▶ **Challenges**:
1. In the Riak write-speed thread, how often does MongoDB flush writes to disk by default?
2. Continue the Riak write-speed thread from its final line.

Re: Python Driver Write Times

2010-11-28 Thread Jeremiah Peschka
To add to this, you won't see write speeds as fast as people have reported
in a variety of benchmarks because of I/O subsystem virtualization. You take
a 10-15% performance hit with virtualized disk when using a pure hypervisor
like VMWare ESX. Depending on your VM software, you could be taking a much
larger hit to your disk performance.

As Greg said, though, the big reasons for this difference is that MongoDB
caches writes in memory until the next file system sync interval and the
fact that Riak is designed to be run in a cluster of at least 3 machines
(preferably more).

Jeremiah Peschka
Microsoft SQL Server MVP
MCITP: Database Developer, DBA



On Sun, Nov 28, 2010 at 12:10 PM, Greg Steffensen  wrote:

> This is due to two factors:
>
> 1) Durability.  MongoDB stores writes in RAM and flushes them to disk
> periodically (by default, every 60 seconds, according to this page:
> http://www.mongodb.org/display/DOCS/Durability+and+Repair).  This means
> that its writes can seem very, very fast, but if the machine goes down, you
> could lose up to 60 seconds of data.  Riak writes don't return until the
> data has actually been persisted to disk.  Casandra takes the same approach
> as MongoDB, with the same trade-off.
>
> 2) Parallelism.  This test isn't taking advantage of Riak's distributed
> nature.  Riak really shines when its run on a cluster of machines- you can
> make your write throughput almost arbitrarily fast, as long as you're
> willing add enough machines to the cluster.
>
> I doubt that you'll be able to get single-node Riak to write as fast as
> Mongo, but I'd guess that that numbers will get a little closer if you do
> several writes simultaneously in both by multi-threading using python's
> threading module.  Also, be sure that you're using Riak's protocol buffers
> interface, instead of the REST (HTTP) one, which adds a lot of overhead- I
> believe the python client supports both.
>
> Greg
>
>
>
> On Sun, Nov 28, 2010 at 11:48 AM, Derek Sanderson wrote:
>
>> Hello,
>>
>> I've recently started to explore using Riak (v0.13.0-2) from Python
>> (v2.6.5) as a datastore, and I've run into a performance issue that I'm
>> unsure of the true origin of, and would like some input from users who have
>> been working with Riak and its Python drivers.

▶ **Supplied material**:

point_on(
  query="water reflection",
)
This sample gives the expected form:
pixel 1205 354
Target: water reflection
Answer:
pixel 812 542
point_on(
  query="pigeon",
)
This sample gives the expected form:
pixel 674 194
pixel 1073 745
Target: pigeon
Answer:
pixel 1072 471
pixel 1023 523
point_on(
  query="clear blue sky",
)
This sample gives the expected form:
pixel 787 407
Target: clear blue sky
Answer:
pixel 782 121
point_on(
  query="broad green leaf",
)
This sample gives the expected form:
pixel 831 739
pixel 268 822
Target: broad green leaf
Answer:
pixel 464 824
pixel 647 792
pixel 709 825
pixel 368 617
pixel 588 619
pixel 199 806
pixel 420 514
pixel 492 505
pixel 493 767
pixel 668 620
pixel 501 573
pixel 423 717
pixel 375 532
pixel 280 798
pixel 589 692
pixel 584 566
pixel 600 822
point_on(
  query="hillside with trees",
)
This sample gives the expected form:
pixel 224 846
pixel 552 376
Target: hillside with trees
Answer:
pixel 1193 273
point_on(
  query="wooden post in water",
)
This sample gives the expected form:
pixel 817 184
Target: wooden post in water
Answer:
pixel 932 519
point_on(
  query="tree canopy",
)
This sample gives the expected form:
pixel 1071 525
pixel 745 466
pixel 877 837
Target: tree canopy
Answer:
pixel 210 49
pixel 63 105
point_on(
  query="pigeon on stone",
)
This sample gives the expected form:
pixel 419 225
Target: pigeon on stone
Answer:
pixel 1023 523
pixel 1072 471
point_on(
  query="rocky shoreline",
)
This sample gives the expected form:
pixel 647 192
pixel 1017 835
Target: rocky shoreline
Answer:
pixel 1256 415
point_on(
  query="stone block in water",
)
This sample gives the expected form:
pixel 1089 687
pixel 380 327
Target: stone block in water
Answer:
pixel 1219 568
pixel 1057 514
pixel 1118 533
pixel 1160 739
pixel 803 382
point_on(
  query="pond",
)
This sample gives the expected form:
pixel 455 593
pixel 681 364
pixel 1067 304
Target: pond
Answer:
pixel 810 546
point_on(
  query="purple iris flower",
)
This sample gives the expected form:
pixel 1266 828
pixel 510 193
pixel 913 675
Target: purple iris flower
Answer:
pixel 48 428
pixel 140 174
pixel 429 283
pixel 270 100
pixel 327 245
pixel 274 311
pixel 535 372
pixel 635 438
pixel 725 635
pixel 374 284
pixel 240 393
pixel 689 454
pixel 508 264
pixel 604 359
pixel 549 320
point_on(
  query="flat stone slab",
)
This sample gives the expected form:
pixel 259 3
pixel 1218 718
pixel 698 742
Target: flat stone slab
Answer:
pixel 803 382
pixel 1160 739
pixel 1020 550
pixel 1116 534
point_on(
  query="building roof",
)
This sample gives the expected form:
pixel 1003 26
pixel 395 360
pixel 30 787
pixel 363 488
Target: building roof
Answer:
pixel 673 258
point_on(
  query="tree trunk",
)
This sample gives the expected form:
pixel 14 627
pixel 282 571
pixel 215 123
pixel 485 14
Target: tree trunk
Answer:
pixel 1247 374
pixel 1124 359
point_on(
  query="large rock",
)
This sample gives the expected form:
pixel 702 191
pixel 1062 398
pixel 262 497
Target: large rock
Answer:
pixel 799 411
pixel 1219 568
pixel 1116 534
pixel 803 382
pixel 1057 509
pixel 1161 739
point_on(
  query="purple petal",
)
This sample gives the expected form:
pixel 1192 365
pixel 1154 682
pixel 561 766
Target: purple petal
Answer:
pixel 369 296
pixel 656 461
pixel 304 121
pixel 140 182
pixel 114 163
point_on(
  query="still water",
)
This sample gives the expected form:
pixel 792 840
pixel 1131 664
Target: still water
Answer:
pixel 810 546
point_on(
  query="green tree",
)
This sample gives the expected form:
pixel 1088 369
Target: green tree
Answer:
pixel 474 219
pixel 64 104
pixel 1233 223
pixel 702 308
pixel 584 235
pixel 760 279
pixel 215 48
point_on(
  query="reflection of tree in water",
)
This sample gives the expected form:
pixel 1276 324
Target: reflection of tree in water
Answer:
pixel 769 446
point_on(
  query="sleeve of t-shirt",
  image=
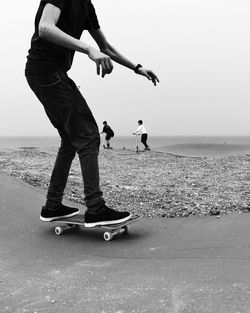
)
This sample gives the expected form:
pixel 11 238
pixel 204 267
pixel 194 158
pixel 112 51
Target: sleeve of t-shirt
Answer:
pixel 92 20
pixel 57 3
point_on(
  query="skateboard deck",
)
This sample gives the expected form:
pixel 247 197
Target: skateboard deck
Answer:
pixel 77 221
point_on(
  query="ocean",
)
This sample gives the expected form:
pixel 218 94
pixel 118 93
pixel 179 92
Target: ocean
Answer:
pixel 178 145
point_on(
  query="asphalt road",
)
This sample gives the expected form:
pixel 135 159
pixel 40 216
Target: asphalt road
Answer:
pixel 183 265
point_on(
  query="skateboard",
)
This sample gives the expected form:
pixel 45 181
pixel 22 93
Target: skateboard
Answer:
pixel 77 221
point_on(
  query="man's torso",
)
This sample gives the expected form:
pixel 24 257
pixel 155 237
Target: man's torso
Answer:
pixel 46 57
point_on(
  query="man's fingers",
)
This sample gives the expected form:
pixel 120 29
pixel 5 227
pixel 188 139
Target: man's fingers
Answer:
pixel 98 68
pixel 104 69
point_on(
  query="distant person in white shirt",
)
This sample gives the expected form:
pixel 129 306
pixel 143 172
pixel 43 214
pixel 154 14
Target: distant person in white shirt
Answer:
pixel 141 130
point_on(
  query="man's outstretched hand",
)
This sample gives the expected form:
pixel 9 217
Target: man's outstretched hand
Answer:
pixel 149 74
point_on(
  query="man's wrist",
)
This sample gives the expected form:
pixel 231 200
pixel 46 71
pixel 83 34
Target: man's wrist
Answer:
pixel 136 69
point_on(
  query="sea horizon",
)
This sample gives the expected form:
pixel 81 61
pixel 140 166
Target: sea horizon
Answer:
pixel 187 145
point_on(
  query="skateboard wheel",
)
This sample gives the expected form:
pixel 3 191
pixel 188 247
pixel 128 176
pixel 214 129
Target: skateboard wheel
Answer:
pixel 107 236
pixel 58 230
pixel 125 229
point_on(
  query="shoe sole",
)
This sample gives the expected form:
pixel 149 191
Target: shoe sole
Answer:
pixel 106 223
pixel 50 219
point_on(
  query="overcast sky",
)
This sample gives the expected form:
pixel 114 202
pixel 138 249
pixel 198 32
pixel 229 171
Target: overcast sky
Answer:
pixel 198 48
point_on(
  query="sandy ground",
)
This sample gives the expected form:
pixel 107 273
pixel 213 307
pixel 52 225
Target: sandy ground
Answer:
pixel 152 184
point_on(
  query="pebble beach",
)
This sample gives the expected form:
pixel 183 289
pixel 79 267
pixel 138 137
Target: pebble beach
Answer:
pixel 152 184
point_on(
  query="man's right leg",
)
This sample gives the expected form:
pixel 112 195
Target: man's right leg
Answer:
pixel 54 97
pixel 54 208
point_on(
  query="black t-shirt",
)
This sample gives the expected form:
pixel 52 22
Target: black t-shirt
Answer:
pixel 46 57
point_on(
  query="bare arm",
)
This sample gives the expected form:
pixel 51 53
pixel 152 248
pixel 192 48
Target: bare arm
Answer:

---

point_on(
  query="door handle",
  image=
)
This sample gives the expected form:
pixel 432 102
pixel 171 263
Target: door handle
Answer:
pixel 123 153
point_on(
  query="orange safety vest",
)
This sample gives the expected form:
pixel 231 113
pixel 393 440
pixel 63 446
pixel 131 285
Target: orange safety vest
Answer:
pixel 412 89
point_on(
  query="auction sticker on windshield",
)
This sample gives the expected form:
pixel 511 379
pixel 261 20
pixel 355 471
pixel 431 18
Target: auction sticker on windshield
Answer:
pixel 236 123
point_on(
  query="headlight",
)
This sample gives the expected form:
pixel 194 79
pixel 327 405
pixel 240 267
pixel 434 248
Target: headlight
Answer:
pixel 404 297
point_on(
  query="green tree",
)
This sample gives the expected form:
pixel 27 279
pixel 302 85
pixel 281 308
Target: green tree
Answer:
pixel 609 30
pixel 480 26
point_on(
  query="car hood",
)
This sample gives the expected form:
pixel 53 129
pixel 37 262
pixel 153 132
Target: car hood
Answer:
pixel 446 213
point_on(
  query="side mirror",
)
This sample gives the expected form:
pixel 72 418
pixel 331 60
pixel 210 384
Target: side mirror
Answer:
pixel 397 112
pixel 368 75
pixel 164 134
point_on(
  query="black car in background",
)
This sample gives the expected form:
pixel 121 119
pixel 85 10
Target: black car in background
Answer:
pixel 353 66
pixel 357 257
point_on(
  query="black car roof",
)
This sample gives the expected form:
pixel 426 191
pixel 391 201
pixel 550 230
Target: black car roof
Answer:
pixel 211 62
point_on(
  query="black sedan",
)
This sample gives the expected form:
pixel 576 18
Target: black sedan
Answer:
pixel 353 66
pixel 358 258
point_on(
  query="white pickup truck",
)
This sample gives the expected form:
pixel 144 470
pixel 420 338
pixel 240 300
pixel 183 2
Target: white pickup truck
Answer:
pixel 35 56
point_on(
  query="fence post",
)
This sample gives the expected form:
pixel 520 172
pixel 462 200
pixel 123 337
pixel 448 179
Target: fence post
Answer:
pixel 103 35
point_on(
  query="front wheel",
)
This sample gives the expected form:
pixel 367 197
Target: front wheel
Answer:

▶ **Expected results**:
1. Every 60 seconds.

2.
>>
>> I have 2 tests set up, one for Riak and another for MongoDB, both using
>> their respectively provided Python drivers. I'm constructing chunks of JSON
>> data consisting of a Person, who has an Address, and a purchase history
>> which contains 1 to 20 line items with some data about the item name, cost,
>> # puchased, etc. A very simple mockup of a purchase history. It does this
>> for 1 million "people" (my initial goal was to see how lookups fared when
>> you reach 1m+ records)
>>
>> When using MongoDB, the speed of inserts is incredibly fast. When using
>> Riak, however, there is a very noticeable lag after each insert. So much so
>> that when running side by side, the MongoDB test breaks into the 10,000s
>> before Riak hits it's first 1k.
>>
>> My main PC is a Windows7 i7 quad core, with 8 gigs of ram, on which I'm
>> running Ubuntu64 v10.04 on a VM, which has 2GB of memory allotted. On this
>> VM, I have Riak and MongoDB running concurrently.
>>
>> Here is a sample of how I'm using the Riak driver:
>>
>> riak_conn = RiakClient()
>> bucket = riak_conn.bucket("peopledb")
>> for i in range(1,100):
>> try:
>> new_obj = bucket.new("p" + str(i),MakePerson())
>> new_obj.store(return_body=False)
>> except Exception as e:
>> print e
>>
>> I'm wondering if there is something blatantly wrong I'm doing. I didn't
>> see any kind of batch-store method on the bucket (instead of calling store
>> on each object, simply persist the entirety of the bucket itself), and I
>> wasn't sure if this was an issue with my particular setup (maybe the
>> specifics of my VM are somehow throttling its performance), or maybe just a
>> known limitation that I wasn't aware of.
>>
>> To shed some light on the disparity, I re factored my persistence into
>> separate methods, and used a wrapper to pull out the execution times. Here
>> is a very condensed list of run times. The method in question, for both
>> datastores, simply creates a new "Person" and stores it. Nothing else.
>>
>> MakeRiakPerson took 40.139 ms
>> MakeRiakPerson took 40.472 ms
>> MakeRiakPerson took 40.651 ms
>> MakeRiakPerson took 51.630 ms
>> MakeRiakPerson took 36.733 ms
>>
>> MakeMongoPerson took 1.810 ms
>> MakeMongoPerson took 3.619 ms
>> MakeMongoPerson took 1.036 ms
>> MakeMongoPerson took 1.275 ms
>> MakeMongoPerson took 3.656 ms
>>
>> Thankyou in advance for any help that can be offered here. I'm incredibly
>> new to Riak as a whole, as well as very inexperienced when it comes to
>> working in a *nix environment, so I imagine there are countless ways I could
>> have shot myself in the foot without realizing it.
>>
>> ___

Re: Python Driver Write Times

2010-11-28 Thread Alexander Sicular
Keep in mind that if you are using the standard riak install each of your 
writes are actually written three times to disk. The default configuration is 
an n_val of 3 for all buckets. For this reason I usually change the default 
config file or change the n_val of the specific bucket i'm using for testing.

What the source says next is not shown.